[Part of a data file]
************

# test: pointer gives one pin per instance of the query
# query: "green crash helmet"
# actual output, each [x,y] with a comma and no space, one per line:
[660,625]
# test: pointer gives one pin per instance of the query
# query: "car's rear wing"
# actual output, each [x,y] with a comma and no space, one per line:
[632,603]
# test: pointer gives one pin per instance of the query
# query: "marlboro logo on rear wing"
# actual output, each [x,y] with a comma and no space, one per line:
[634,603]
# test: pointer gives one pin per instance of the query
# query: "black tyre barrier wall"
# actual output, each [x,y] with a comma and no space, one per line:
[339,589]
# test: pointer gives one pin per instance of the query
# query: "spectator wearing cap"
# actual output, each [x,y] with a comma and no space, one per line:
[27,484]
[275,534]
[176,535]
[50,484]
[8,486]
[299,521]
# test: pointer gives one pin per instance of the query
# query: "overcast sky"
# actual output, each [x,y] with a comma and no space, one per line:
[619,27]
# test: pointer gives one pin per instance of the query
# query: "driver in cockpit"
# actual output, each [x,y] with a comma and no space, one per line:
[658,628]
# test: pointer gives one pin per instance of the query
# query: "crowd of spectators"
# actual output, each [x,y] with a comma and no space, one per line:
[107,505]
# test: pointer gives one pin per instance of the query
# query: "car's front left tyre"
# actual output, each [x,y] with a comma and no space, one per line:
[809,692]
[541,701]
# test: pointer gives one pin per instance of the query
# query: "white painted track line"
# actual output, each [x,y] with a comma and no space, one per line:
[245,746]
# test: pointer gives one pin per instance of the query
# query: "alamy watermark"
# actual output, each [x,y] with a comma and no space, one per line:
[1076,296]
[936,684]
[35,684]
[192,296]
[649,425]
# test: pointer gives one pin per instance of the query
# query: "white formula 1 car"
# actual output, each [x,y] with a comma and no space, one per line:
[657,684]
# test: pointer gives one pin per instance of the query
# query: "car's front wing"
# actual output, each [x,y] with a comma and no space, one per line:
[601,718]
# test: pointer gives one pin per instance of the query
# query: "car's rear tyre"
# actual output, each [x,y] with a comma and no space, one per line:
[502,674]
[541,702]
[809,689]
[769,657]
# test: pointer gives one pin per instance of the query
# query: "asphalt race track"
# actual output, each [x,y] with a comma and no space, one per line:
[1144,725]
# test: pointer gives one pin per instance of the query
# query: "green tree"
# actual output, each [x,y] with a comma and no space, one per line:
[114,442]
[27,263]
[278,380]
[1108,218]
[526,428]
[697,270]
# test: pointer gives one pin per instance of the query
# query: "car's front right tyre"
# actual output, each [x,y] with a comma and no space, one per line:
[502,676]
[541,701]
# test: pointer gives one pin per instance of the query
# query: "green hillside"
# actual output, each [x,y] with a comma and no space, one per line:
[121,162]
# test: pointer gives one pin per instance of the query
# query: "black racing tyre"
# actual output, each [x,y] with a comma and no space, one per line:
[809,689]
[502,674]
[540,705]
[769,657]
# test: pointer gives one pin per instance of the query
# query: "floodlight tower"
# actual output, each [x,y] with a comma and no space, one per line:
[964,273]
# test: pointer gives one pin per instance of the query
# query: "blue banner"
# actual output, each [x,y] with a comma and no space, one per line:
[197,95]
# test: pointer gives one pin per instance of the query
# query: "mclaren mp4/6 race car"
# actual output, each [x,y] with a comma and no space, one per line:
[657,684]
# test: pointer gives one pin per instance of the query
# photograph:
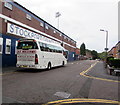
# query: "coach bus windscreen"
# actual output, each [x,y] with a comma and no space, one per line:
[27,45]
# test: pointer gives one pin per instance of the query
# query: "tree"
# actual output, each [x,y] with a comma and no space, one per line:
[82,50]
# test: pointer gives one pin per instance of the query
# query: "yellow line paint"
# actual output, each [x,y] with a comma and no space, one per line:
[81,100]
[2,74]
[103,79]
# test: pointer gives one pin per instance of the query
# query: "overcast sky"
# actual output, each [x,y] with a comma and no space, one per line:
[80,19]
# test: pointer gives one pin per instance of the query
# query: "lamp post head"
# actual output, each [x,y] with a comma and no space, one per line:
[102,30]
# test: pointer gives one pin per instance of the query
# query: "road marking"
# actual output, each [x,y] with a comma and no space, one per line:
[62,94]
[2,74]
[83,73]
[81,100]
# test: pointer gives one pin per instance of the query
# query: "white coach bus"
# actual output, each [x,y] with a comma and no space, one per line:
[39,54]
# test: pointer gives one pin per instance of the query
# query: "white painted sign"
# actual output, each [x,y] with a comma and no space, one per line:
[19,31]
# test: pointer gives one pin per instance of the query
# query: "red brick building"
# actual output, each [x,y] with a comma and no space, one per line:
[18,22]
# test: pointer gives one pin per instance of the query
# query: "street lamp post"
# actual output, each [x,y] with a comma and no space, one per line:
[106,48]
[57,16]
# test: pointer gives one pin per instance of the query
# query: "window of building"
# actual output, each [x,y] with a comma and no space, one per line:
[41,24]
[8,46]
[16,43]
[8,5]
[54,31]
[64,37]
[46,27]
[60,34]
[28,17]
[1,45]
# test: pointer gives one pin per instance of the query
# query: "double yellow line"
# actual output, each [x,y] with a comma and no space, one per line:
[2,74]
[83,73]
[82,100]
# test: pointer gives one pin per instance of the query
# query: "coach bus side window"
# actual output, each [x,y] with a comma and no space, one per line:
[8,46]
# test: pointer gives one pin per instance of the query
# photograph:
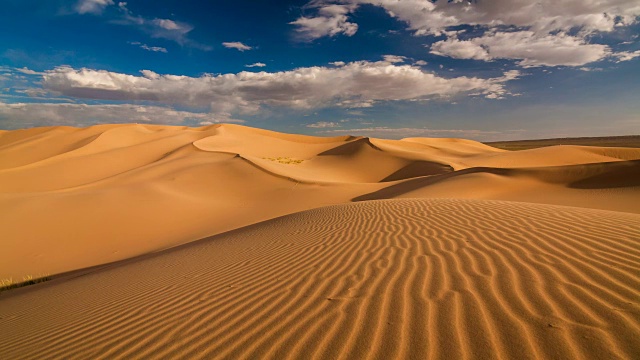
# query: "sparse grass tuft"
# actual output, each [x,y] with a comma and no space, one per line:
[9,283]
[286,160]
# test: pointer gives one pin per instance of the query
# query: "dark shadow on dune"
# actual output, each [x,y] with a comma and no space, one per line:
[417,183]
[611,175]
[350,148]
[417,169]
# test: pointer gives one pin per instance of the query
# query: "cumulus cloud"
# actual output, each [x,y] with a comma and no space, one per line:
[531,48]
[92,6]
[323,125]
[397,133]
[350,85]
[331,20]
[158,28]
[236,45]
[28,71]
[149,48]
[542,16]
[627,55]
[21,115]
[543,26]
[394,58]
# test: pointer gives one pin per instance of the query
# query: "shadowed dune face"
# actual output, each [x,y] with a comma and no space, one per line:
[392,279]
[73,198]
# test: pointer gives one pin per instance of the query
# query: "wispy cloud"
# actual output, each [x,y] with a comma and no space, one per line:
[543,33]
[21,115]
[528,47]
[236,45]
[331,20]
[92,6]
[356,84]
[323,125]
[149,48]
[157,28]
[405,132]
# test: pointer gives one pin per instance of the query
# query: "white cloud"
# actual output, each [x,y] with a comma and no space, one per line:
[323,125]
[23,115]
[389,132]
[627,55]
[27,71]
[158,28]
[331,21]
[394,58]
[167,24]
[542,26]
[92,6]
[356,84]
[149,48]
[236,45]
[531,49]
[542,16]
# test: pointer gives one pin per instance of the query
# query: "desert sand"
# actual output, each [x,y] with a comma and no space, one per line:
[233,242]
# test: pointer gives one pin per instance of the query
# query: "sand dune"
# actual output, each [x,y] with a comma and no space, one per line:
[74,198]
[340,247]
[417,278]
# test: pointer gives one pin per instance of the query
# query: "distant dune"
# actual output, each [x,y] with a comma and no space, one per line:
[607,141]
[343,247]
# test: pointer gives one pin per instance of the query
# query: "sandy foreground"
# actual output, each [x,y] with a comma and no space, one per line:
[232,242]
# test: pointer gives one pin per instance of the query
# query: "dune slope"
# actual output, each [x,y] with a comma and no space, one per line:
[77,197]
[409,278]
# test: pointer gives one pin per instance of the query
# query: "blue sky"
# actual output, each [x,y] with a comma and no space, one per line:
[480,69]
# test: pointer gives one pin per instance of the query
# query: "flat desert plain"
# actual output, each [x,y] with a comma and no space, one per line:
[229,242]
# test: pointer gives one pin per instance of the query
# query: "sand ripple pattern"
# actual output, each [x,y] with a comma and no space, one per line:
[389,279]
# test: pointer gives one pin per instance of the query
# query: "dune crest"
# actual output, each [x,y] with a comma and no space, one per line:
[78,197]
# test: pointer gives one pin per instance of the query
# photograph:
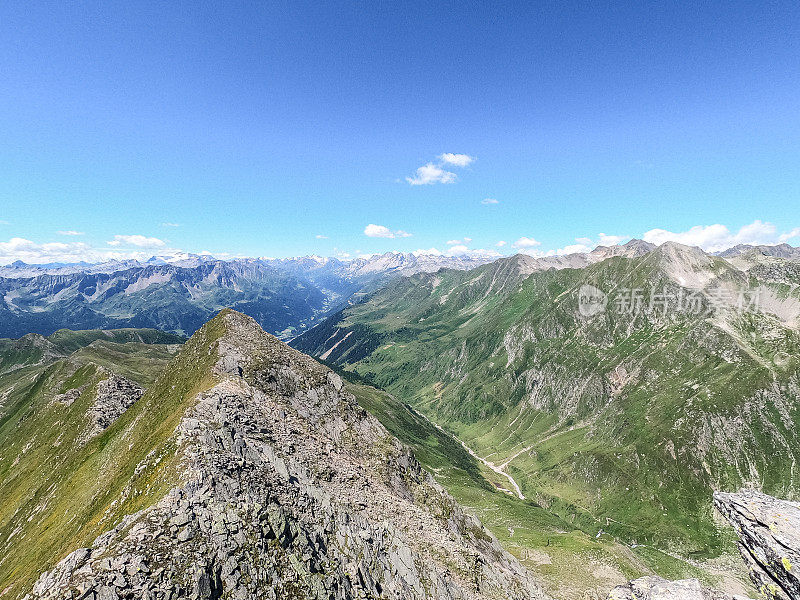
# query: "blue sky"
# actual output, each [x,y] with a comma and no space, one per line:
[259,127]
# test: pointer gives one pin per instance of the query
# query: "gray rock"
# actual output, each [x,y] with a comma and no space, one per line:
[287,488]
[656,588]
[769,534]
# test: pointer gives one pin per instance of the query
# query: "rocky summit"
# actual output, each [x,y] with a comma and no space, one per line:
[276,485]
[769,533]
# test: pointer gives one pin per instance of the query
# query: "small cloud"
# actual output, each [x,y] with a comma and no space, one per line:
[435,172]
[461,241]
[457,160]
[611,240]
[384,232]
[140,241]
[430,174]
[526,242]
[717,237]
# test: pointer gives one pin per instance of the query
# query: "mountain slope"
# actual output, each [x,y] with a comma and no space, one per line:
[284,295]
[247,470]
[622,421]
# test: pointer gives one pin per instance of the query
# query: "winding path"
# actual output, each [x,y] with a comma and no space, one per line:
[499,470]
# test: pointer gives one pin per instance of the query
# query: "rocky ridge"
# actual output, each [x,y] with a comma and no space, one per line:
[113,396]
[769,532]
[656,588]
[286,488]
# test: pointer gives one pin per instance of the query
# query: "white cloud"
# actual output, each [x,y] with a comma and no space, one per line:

************

Task details: Collect every line in the records above that contains the word "yellow", treating uppercase and lowercase as different.

Task solution:
# query: "yellow line paint"
# query: "double yellow line"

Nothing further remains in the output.